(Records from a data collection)
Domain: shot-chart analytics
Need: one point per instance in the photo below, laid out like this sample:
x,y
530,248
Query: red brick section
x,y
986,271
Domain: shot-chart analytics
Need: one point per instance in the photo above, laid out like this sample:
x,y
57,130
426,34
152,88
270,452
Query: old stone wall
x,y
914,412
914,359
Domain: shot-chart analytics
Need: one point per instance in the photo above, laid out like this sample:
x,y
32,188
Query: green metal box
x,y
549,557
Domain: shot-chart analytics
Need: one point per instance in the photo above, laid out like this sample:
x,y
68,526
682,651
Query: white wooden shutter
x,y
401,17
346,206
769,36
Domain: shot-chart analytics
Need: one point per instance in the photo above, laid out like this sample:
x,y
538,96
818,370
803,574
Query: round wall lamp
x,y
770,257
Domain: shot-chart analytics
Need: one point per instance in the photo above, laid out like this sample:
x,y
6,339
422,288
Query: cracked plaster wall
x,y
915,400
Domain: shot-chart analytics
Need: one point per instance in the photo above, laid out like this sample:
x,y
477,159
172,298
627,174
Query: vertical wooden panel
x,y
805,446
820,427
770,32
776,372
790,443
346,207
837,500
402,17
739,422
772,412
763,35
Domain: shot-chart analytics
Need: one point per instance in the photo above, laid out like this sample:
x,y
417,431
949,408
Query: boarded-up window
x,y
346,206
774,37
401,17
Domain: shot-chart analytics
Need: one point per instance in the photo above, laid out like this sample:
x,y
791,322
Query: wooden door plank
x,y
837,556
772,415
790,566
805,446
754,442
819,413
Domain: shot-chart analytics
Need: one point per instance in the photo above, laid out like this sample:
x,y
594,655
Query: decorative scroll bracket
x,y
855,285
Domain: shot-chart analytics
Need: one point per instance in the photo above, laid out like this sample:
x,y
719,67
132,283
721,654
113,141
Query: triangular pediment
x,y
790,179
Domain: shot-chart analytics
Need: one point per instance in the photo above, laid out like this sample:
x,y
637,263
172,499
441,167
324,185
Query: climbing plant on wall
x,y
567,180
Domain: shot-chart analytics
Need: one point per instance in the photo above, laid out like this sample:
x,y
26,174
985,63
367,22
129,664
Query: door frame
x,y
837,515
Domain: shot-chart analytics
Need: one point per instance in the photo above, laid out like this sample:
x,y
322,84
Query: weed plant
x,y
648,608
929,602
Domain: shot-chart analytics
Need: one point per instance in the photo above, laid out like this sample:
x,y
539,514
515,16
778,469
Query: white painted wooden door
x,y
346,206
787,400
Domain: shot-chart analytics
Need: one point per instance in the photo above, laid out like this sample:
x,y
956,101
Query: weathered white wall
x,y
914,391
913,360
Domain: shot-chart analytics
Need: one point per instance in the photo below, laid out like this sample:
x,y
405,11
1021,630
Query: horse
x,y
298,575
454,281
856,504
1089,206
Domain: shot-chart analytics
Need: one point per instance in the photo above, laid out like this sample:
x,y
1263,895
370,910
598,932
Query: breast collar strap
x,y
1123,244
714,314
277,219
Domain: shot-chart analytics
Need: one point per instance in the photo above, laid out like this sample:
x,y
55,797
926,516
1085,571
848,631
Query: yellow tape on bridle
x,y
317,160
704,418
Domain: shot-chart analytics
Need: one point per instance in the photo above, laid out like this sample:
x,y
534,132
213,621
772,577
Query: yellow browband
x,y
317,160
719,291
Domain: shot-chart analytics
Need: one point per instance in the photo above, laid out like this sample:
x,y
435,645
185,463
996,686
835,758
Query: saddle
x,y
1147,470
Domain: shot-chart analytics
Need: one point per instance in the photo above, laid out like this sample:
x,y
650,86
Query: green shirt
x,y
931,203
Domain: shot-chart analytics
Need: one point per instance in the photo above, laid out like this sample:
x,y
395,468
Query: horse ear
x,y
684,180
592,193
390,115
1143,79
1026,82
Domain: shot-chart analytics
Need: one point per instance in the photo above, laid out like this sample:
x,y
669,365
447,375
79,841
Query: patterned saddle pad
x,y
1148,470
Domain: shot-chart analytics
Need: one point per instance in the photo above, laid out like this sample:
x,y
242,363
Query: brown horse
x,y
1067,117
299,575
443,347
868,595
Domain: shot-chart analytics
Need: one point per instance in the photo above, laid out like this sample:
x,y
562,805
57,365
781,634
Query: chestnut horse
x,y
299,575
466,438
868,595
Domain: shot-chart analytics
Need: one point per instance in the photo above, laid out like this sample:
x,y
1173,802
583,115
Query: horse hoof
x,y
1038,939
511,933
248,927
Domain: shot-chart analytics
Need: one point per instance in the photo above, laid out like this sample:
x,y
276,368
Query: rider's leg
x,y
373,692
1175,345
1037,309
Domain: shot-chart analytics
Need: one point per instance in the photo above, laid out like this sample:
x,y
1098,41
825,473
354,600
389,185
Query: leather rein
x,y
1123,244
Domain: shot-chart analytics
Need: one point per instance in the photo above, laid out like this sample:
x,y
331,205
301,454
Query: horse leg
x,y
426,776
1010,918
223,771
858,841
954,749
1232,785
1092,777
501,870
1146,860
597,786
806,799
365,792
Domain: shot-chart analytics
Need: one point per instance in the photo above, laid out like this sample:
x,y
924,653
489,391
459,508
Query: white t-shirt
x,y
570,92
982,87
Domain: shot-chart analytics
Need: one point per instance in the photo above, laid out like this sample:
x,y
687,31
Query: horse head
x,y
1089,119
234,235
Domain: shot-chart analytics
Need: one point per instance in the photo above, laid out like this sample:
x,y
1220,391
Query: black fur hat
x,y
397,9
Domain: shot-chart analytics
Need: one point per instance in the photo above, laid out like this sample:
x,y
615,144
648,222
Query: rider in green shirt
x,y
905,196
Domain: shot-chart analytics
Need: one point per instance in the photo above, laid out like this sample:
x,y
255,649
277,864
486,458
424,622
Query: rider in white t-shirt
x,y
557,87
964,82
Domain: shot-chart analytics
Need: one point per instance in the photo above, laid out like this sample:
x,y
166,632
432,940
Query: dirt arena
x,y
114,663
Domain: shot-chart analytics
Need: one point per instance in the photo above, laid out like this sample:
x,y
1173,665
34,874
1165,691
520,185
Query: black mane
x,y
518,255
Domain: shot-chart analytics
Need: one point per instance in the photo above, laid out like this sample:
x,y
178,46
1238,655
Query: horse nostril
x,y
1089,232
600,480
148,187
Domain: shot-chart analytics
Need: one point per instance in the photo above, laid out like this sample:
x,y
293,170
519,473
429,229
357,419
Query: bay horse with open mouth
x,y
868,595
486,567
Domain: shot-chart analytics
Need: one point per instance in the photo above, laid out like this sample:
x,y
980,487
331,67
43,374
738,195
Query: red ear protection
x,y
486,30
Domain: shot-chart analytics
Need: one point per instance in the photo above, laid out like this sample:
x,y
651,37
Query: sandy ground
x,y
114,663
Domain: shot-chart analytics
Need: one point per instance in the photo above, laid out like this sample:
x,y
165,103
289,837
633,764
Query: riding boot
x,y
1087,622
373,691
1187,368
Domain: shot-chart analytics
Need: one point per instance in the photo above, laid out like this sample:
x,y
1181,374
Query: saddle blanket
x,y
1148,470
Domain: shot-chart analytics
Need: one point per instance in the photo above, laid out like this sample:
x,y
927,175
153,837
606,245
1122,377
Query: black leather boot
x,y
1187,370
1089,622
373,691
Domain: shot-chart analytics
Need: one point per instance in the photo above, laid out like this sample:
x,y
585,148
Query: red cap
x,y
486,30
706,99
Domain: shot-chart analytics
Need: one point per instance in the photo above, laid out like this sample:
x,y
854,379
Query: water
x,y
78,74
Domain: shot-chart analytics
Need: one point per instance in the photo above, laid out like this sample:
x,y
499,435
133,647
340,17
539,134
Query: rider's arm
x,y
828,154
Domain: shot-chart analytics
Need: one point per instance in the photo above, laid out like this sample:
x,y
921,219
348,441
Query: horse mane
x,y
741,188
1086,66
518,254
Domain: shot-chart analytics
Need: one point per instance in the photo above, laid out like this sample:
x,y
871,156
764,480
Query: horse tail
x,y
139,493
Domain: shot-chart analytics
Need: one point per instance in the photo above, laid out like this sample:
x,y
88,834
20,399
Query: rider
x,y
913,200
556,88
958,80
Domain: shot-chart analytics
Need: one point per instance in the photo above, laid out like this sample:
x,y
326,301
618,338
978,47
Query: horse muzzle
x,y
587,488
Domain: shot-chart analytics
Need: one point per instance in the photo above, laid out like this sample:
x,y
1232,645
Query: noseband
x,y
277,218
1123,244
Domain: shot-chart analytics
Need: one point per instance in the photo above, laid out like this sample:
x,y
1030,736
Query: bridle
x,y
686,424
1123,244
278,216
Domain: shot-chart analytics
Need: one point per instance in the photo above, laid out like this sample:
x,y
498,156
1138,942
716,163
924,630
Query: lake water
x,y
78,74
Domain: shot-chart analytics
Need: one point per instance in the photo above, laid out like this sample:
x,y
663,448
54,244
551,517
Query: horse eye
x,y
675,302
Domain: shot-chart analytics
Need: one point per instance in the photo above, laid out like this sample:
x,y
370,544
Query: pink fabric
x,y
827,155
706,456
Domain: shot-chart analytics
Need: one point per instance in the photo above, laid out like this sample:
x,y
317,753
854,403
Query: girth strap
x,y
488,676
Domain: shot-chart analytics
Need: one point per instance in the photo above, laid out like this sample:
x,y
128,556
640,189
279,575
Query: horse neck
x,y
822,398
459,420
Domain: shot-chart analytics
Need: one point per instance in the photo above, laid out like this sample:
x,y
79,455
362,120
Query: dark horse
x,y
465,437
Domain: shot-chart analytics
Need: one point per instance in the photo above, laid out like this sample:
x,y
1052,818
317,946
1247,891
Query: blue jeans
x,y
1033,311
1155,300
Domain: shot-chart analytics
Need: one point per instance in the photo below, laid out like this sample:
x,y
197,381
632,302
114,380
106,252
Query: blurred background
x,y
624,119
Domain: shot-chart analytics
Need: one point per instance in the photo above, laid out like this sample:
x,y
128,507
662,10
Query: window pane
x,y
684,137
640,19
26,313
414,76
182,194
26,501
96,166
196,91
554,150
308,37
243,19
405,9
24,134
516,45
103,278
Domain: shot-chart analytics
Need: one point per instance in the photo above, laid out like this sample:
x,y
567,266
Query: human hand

Problem requirements:
Transcribe nothing except the lines from the one with "Query: girth strap" through the end of the data above, each exactly as it appears.

Solution for this exercise:
Query: girth strap
x,y
488,676
Domain: shot-chart analytics
Need: one point per instance in the photo above, laid out like this sample:
x,y
128,556
640,189
279,575
Query: horse neck
x,y
822,398
459,420
Domain: shot-chart analytics
Need: one point per instance in the photo above, laid out like this sample:
x,y
79,455
362,120
Query: dark horse
x,y
465,437
Domain: shot-chart analytics
Need: one point per instance in the photo above, laid out like this sample:
x,y
1052,818
317,946
1247,891
Query: blue jeans
x,y
1033,311
1155,300
Domain: shot-chart analytics
Need: one point per instance in the photo below, laid out like this sample:
x,y
197,381
632,302
114,380
106,252
Query: blurred background
x,y
624,119
Domain: shot-chart analytics
Need: one point per instance in the photo above, laid out like this sample:
x,y
128,507
662,10
Query: window pane
x,y
684,137
640,19
26,313
414,76
182,194
26,501
96,166
196,91
554,150
308,37
243,19
405,9
24,134
516,45
103,278
Domain: shot-chart analytics
Need: one point per instance in the photo above, laid out like this sample:
x,y
567,266
Query: human hand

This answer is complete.